Count the lines in the entries below that contain the word "hair". Reply with the number alone.

Position annotation entries
--------------------------------

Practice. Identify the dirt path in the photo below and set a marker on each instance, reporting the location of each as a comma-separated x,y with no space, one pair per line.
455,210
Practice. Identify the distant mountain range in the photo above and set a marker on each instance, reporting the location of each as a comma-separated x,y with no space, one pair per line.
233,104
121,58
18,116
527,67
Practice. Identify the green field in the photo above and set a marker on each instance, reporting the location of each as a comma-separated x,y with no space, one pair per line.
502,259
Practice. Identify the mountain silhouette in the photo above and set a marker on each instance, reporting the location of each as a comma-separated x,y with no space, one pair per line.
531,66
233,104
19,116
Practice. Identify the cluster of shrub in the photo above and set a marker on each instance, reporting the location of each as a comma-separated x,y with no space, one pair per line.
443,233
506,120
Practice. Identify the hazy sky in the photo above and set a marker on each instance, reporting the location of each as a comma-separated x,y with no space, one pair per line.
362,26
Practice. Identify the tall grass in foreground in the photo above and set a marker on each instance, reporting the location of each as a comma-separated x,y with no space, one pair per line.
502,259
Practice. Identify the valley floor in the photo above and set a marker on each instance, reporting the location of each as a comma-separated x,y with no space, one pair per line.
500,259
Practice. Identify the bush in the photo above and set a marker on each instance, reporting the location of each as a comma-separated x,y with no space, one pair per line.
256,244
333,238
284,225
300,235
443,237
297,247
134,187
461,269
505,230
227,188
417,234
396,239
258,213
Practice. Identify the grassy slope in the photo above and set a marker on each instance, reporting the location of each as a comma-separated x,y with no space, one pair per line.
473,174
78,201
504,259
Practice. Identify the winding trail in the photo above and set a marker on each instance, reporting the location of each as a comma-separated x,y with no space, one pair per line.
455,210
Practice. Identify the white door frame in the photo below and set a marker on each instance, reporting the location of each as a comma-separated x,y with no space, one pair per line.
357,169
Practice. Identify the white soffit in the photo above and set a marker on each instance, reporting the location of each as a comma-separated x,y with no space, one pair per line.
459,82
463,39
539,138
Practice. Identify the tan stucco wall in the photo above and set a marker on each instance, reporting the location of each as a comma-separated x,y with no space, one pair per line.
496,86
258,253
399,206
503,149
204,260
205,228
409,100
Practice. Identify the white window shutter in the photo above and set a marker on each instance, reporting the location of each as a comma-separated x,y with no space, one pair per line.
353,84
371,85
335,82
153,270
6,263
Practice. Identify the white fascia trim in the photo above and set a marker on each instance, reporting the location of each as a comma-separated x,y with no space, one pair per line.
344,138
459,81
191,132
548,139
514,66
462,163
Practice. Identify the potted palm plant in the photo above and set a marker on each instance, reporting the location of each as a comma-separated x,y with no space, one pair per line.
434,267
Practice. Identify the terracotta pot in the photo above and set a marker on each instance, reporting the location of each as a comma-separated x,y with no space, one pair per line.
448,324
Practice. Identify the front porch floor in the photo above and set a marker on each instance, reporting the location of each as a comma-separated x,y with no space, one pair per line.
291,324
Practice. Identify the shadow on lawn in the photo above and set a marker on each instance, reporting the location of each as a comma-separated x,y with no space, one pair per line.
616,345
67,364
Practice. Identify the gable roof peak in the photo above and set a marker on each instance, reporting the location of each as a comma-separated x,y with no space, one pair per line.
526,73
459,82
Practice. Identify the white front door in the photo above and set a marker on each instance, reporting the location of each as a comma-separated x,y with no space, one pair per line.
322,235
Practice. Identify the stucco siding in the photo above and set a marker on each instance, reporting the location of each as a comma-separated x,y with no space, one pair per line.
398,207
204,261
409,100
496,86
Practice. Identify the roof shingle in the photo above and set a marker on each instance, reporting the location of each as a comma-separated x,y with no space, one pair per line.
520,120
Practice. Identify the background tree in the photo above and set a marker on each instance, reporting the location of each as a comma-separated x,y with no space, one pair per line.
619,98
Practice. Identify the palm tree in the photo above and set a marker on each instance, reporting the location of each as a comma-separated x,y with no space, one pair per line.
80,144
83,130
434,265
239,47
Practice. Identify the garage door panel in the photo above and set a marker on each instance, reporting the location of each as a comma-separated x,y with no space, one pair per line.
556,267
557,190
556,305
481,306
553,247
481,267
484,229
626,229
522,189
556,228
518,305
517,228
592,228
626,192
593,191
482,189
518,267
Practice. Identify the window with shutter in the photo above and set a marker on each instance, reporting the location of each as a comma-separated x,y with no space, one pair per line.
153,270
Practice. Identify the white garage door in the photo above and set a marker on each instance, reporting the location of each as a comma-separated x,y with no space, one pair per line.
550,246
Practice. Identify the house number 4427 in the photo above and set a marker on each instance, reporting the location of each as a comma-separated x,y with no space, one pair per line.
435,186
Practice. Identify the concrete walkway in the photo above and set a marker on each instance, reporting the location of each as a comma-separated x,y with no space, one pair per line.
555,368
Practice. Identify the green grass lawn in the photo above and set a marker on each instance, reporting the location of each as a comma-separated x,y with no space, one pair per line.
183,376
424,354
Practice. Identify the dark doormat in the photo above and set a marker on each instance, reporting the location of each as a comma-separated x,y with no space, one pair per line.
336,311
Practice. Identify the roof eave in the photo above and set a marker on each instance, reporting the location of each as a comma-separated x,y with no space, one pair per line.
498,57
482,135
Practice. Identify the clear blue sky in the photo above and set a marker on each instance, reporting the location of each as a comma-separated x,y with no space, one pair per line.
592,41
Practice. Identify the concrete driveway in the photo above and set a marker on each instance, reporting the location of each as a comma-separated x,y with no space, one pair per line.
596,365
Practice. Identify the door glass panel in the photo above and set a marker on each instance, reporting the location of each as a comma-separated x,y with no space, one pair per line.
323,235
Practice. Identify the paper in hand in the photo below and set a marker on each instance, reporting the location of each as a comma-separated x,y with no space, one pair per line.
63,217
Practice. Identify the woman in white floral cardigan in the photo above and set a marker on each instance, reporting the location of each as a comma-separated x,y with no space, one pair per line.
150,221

--------------------------------

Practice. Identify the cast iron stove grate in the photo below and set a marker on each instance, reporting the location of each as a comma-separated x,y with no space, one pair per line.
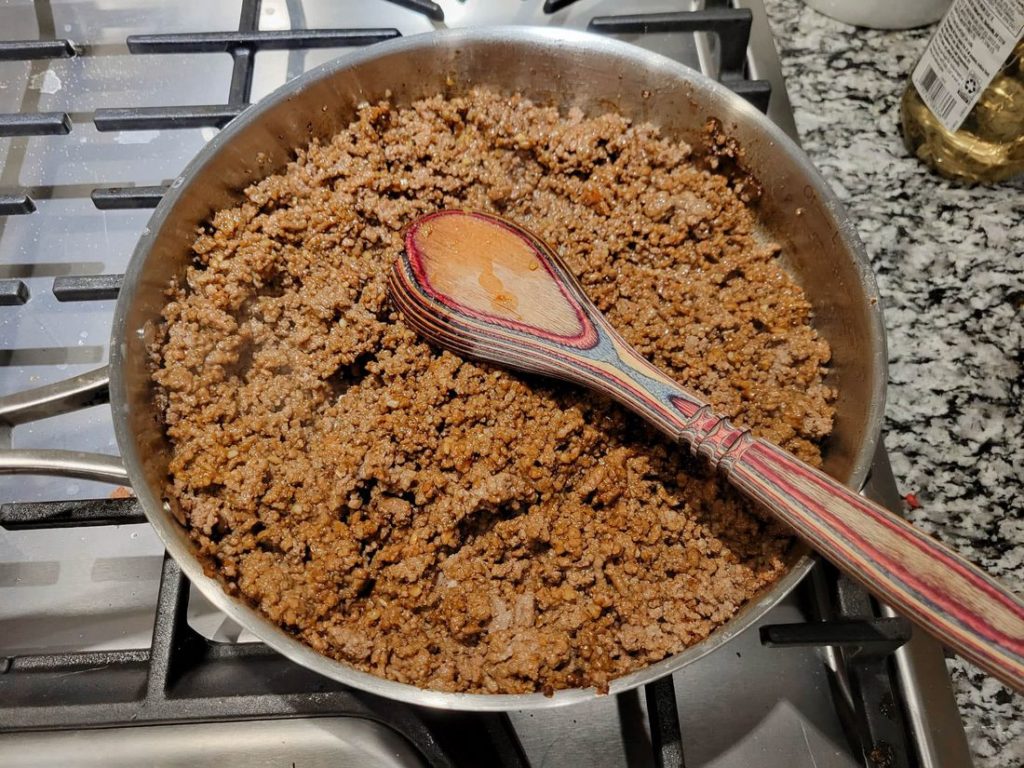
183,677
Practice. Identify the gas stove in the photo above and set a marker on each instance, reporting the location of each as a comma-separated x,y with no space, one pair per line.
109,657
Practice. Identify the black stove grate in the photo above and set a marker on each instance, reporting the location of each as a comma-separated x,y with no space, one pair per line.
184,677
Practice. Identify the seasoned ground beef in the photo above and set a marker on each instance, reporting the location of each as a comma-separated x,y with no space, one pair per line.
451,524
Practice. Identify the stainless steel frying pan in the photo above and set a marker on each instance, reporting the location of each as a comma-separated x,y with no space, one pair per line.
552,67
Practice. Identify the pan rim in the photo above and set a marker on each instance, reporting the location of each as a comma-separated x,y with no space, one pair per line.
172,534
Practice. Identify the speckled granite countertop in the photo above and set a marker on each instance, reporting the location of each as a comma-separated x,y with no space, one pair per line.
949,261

--------------------------------

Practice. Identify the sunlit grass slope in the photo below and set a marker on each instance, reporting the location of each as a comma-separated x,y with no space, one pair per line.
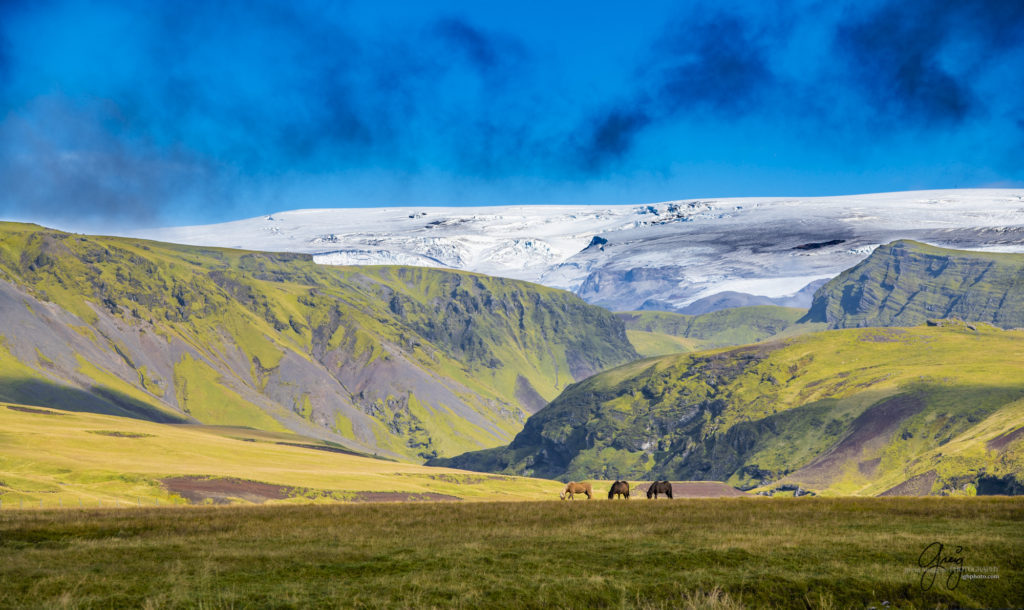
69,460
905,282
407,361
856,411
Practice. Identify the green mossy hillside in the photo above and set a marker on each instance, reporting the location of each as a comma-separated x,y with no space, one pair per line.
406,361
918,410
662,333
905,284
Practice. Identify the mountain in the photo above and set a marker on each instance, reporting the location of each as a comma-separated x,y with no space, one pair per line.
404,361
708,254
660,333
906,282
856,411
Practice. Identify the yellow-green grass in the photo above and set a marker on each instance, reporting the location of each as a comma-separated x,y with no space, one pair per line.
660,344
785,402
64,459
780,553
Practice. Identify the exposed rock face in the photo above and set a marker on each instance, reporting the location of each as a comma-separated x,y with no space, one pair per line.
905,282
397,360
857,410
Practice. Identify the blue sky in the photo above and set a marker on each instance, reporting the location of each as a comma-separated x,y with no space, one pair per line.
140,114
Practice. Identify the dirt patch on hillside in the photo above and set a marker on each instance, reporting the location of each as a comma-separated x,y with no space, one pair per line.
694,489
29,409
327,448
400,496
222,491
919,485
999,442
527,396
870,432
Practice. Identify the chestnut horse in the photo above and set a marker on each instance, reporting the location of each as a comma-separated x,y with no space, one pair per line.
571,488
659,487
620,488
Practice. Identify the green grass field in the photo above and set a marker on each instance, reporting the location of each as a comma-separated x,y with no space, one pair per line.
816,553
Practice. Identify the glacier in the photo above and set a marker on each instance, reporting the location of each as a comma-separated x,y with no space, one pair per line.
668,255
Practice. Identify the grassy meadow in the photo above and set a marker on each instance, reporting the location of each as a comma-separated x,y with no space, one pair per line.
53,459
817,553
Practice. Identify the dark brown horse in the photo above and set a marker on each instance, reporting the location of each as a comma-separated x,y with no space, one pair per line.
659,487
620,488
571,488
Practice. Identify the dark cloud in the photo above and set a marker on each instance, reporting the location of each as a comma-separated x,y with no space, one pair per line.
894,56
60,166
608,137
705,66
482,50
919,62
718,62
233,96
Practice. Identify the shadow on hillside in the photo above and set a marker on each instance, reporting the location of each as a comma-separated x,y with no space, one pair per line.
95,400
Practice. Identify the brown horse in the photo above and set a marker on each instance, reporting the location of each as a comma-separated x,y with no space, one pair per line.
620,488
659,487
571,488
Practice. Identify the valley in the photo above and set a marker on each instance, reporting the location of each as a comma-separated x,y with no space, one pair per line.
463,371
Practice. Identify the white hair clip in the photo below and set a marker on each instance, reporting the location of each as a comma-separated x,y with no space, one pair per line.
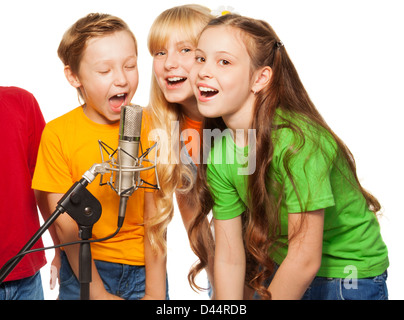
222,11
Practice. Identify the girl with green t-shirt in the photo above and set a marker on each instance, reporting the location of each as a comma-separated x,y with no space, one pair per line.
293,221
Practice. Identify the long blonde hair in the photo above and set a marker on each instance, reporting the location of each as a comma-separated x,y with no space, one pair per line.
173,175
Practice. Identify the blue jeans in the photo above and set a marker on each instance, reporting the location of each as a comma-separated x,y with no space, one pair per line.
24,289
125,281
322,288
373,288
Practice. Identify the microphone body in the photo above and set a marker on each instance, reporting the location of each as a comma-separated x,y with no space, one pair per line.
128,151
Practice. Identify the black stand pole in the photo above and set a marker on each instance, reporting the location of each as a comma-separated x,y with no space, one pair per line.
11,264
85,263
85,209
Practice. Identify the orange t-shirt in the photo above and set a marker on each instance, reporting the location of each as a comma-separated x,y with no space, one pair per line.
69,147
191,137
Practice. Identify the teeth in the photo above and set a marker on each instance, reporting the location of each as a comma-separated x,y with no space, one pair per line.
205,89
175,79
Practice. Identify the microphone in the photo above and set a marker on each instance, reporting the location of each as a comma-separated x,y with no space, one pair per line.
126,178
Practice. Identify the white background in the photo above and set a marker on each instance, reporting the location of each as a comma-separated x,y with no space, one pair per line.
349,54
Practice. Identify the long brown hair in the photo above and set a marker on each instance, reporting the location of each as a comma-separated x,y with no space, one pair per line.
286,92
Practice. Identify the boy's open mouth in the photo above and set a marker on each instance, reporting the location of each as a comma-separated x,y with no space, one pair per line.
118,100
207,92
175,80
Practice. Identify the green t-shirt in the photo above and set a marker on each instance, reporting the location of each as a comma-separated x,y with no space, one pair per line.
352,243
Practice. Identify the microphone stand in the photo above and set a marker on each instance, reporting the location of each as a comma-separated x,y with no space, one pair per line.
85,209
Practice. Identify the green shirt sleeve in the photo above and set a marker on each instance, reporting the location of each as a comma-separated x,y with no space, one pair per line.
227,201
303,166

--------------------------------

**Task answer:**
3